◆ Exercise objective ◆
Write out every line below again, word for word, and leave the pictures out of your answer.

━━━ Dataset excerpts

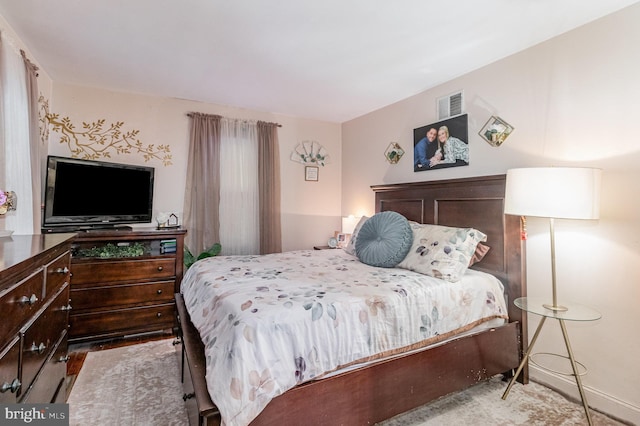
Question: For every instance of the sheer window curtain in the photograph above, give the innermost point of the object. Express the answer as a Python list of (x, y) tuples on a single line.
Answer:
[(16, 141), (239, 222), (202, 192), (233, 169)]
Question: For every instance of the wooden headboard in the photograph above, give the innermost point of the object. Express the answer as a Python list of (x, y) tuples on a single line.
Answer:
[(478, 203)]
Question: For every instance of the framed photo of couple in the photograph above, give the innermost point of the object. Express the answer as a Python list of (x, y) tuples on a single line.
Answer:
[(441, 144)]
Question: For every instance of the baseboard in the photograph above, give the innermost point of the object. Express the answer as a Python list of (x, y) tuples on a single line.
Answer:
[(607, 404)]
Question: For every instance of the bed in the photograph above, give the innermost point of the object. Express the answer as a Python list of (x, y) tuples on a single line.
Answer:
[(366, 393)]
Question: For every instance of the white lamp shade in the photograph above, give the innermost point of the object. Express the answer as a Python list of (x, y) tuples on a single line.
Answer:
[(558, 192), (349, 223)]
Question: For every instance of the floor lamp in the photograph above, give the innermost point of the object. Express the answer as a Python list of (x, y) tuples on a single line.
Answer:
[(554, 193)]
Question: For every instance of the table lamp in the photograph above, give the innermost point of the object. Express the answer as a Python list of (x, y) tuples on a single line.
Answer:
[(554, 193)]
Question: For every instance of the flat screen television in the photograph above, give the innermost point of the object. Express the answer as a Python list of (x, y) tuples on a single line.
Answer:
[(85, 194)]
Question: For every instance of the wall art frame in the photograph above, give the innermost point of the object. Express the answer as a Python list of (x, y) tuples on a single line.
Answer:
[(427, 147), (311, 173), (495, 131)]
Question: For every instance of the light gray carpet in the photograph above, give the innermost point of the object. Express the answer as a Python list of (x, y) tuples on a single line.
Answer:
[(136, 385), (140, 385)]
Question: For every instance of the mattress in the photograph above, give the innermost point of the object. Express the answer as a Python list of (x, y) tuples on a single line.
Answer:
[(269, 323)]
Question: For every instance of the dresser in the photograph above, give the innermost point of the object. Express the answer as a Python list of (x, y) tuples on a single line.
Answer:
[(123, 283), (34, 313)]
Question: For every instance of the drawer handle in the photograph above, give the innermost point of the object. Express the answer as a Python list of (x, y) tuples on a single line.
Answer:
[(40, 348), (28, 300), (13, 386)]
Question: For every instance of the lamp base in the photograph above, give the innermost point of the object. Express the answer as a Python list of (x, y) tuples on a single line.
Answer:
[(557, 308)]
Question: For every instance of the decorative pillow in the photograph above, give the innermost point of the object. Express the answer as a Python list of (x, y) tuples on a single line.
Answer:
[(384, 239), (479, 254), (441, 251), (351, 246)]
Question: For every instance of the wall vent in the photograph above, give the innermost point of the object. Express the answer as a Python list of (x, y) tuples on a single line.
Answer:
[(450, 105)]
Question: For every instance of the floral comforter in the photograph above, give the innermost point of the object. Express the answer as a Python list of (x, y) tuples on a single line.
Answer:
[(269, 323)]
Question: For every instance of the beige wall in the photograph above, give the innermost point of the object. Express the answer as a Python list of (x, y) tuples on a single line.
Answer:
[(310, 210), (573, 101)]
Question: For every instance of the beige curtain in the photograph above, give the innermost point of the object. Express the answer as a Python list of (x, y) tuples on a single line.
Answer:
[(269, 191), (202, 196), (36, 148)]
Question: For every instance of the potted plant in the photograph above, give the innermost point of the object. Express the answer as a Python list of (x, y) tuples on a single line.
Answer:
[(190, 259)]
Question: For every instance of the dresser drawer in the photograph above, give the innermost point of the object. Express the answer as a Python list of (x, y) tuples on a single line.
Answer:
[(119, 321), (152, 293), (56, 274), (48, 384), (42, 334), (10, 385), (20, 302), (129, 270)]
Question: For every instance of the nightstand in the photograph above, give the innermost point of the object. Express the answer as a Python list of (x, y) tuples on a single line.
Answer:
[(573, 312)]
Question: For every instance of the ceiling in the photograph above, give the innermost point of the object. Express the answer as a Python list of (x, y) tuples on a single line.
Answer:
[(331, 60)]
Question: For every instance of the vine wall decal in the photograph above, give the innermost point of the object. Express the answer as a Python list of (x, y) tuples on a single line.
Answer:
[(95, 140)]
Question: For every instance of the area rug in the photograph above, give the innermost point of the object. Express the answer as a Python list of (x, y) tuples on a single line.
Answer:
[(140, 385), (136, 385), (482, 404)]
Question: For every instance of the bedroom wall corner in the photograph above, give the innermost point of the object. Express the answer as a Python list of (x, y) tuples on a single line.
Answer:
[(571, 100)]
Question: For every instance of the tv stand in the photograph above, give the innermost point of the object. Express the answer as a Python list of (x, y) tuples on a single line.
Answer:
[(86, 228), (123, 282), (102, 228)]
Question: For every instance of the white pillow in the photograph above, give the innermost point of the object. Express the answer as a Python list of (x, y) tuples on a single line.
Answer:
[(441, 251), (351, 246)]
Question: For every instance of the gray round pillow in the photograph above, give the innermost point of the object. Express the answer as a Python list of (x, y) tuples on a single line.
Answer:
[(384, 240)]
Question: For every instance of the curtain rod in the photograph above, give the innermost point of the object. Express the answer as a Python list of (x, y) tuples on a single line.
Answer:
[(191, 114)]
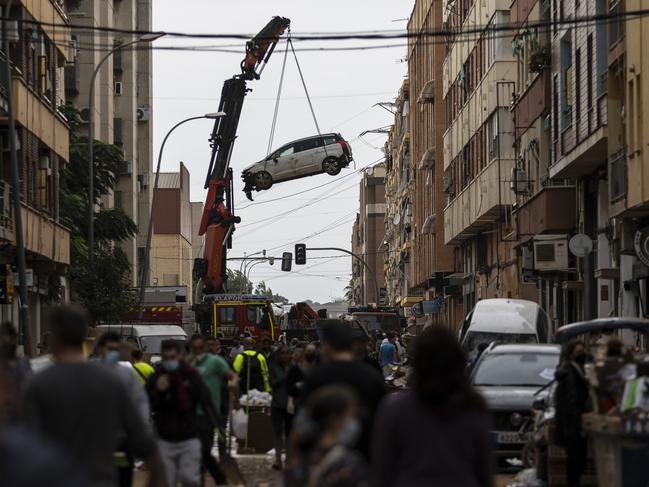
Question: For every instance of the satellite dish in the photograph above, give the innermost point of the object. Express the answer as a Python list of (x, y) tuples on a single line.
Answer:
[(580, 245), (641, 244)]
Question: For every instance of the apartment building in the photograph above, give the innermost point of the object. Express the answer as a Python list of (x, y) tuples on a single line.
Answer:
[(398, 198), (479, 78), (171, 247), (431, 260), (544, 208), (38, 55), (367, 239), (122, 101), (628, 177)]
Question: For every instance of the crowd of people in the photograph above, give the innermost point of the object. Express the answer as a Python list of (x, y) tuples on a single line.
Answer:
[(88, 421)]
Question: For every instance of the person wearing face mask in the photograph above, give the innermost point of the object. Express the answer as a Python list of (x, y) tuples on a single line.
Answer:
[(214, 371), (322, 450), (109, 353), (176, 392), (571, 401), (280, 415), (18, 368)]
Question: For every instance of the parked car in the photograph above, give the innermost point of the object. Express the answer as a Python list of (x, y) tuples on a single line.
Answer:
[(508, 376), (146, 337), (504, 321), (327, 153)]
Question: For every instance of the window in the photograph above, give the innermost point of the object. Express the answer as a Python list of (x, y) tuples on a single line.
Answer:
[(577, 101), (308, 144), (528, 369), (589, 70), (227, 315)]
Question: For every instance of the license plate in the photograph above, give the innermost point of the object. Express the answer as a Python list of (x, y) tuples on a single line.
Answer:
[(512, 437)]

━━━━━━

◆ Task response ◆
Question: For every instance of the sheer window curtain in the photograph above, give the innermost point of the object. Express the answer as a Python list of (x, y) tuples on a single line.
Answer:
[(16, 141), (239, 222), (202, 192), (233, 169)]
Question: For every instance of the wooden headboard in the photograph above, give the innermost point of the object. Express the answer as a Python list of (x, y) tuples on a single line.
Answer:
[(478, 203)]
Question: For every instance of the framed photo of couple in the photograph above, give the innermost point of the object. Express the answer as a Python list of (x, y) tuples on a single line.
Answer:
[(441, 144)]
Question: For every instance of the baseboard in the photograph above, give the innermost point of the object. Express the answer as a Python list of (x, y) tuples on a single line.
Answer:
[(607, 404)]
Question: For every instance of the bed in the photograph above, give the innermost point of the object. Express the answer as a Python list of (x, y) tuples on a single line.
Answer:
[(366, 393)]
Question: For every instance of the white lamp shade in the photograph above, give the innermost point of the object. Express the answer as a Python list of (x, y) tuples on a single line.
Answer:
[(558, 192), (349, 223)]
Question: For every instance of the floor lamp in the photograph above, give the innermost point of the object. Express the answer as a Python list of (x, y) tuples on a single line.
Answer:
[(554, 193)]
Question: For every instance of the table lamp in the photograph above, give the innermost point of the object. Express the answer as a Python list of (x, y) tuples on a single line.
Answer:
[(554, 193)]
Question: For every instance of the flat screen television in the photograph above, give the innermost point of the object. Express the answer as a Python list of (x, y) tuples on a single line.
Answer:
[(85, 194)]
Question: For every instance of the wall art frame in the photograph above, give the innermost point of the object. Express the answer as a Python list of (x, y) tuples on a single line.
Answer:
[(427, 147), (311, 173), (495, 131)]
Question: For every instance of the light gray carpet in the photograph above, give the innermost point of the object. Express the answer as a Python list of (x, y) tuples on a single line.
Answer:
[(136, 385), (140, 385)]
Question: For every instance of the mattress in the photograph above, give the innermost point of the object. Express the answer as a Python list of (x, y) tuples on a single line.
Answer:
[(269, 323)]
Question: For every instance of the dresser in the photograph above, give the innermost point of the object. Express the answer as a Python list of (x, y) tuples on a single line.
Answer:
[(123, 283), (34, 313)]
Question: For every instance of the drawer handle in the photograph above, give the innermost point of the object. Express the answer as a Python list of (x, y) tuples on a single line.
Answer:
[(40, 348), (28, 300), (13, 386)]
Question: For every instance of the lamp base in the photograph above, give the innermost point of the object. Express the answer as a Python list of (x, y) tuples on a single line.
Answer:
[(557, 308)]
Question: For every instance of the decorative pillow in the photograph above, give the innermost point of the object. Express the answer as a Python list of (x, y) tuples on a single line.
Answer:
[(384, 239), (479, 254), (441, 251), (351, 246)]
Question: For every instance of the wall vent in the photograph above, give the innermost point of the object. Express the answer as a Python list of (x, y) tuples on a single line.
Answer:
[(450, 105)]
Question: For every instance of the floral comforter in the photograph above, give the innermost point of the object. Express the answer as a Python list of (x, y) tuples on a single line.
Answer:
[(269, 323)]
Question: For every instance of the beige wall in the photograph above, give the innermost point of the object. Express the answer as a Python list of (x, y) tuples on a single line.
Answer:
[(310, 210), (573, 101)]
Question: For every instance of the beige curtain in the photograph above, give the innermost point of the object. Express the answer as a Python list of (x, y) tuples on a single line.
Answer:
[(269, 191), (202, 196), (36, 148)]
Question: For every instance of the potted plant in the photograph above, give the innermost point of the object. Express the answer as a Python list of (x, y) tuples on a single line.
Answer:
[(190, 259)]
Question: For every instance of the dresser drawer in the photograph above, give the innermost point of the object. Express the answer as a Python list of (x, y) tuples on a single line.
Answer:
[(119, 321), (152, 293), (56, 274), (48, 384), (42, 334), (10, 385), (20, 302), (129, 270)]
Question: For every instance of the nightstand in the photograph above, give the innermost point of the object. Express the answer as a Python list of (x, y) tuples on a single line.
Answer:
[(573, 312)]
Question: For every instance of the ceiling in the photograph above, give the innermost point of the object. Express the answer as a Python list of (x, y) tuples on a single line.
Answer:
[(331, 60)]
Question: For every instance of the vine wall decal in the photograph above, give the innermost point of the object. Express the answer as a Python list of (x, y) tuples on a single line.
Answer:
[(95, 140)]
Question: For every instance of the area rug in the photograph above, give the innermost point of the object. Express the answer as a Python list of (x, y) tuples on a single line.
Answer:
[(140, 385), (136, 385), (482, 404)]
Question: For every instance of the bedroom wall corner in the photograph above, give the innermost point of the object. Express the answer as a Python list of (x, y) tuples on a single line.
Answer:
[(571, 100)]
Question: For every instance of the tv stand in the photograph above, give the innermost point of the object. Express the answer as a Python list of (x, y) tuples on a single line.
Answer:
[(86, 228), (123, 282), (102, 228)]
Question: For every instance of the white pillow in the photograph above, give the innermost point of the object. Express the answer as a Python list of (x, y) tuples on a single line.
Answer:
[(441, 251), (351, 246)]
Question: For every instance of the gray round pillow in the photograph above, give the innermost point of the object. Express the answer as a Python list of (x, y) tuples on a single line.
Answer:
[(384, 240)]
Question: For every instance of the curtain rod in the photograph above, give the innermost point of the object. Express the answer as a Python list of (x, y) tuples on a single line.
Answer:
[(191, 114)]
Question: For every instance of the satellite dish in the photograph above, give the innermost point of the object. Express the answer as a Python list of (x, y) tuples on a single line.
Answer:
[(580, 245), (641, 244)]
Question: For every instance of the apartment building in the photograph above, give the innermost point of the object. Express the answer as a Python list of (x, y) tuples on a single line.
Answer:
[(398, 198), (479, 78), (171, 247), (431, 260), (544, 208), (38, 55), (367, 239), (122, 101), (628, 177)]
Question: For every instance of the crowd of people in the photograph above, give the innermost point of the object. Express the answer as a Python list of (x, y) tuples on a single line.
Answer:
[(88, 421)]
Question: For every instance of the person wearing face mask in the photograph above, give the innermost point of the object. Express the answer as a Python list of (x, y) tuples on a single line.
Answer:
[(214, 371), (322, 450), (109, 353), (176, 392), (571, 401), (280, 415), (18, 368)]
Question: For every instance of the parked car in the photograph above, give the innermost point of the object. Express the answer as a Python list of (x, y) tuples on a single line.
Answer:
[(508, 376), (146, 337), (504, 321), (327, 153)]
Question: For every instance of the window in the photograph above, give the innermost point of the object. Express the answer as a Python list of (x, y) tuples on a single line.
Answer:
[(577, 101), (308, 144), (528, 369), (589, 70), (227, 315)]
Question: For every instance of the license plate in the photograph above, give the innermost point of the object. Express the answer as a Python list of (x, y) tuples on a single line.
Answer:
[(512, 437)]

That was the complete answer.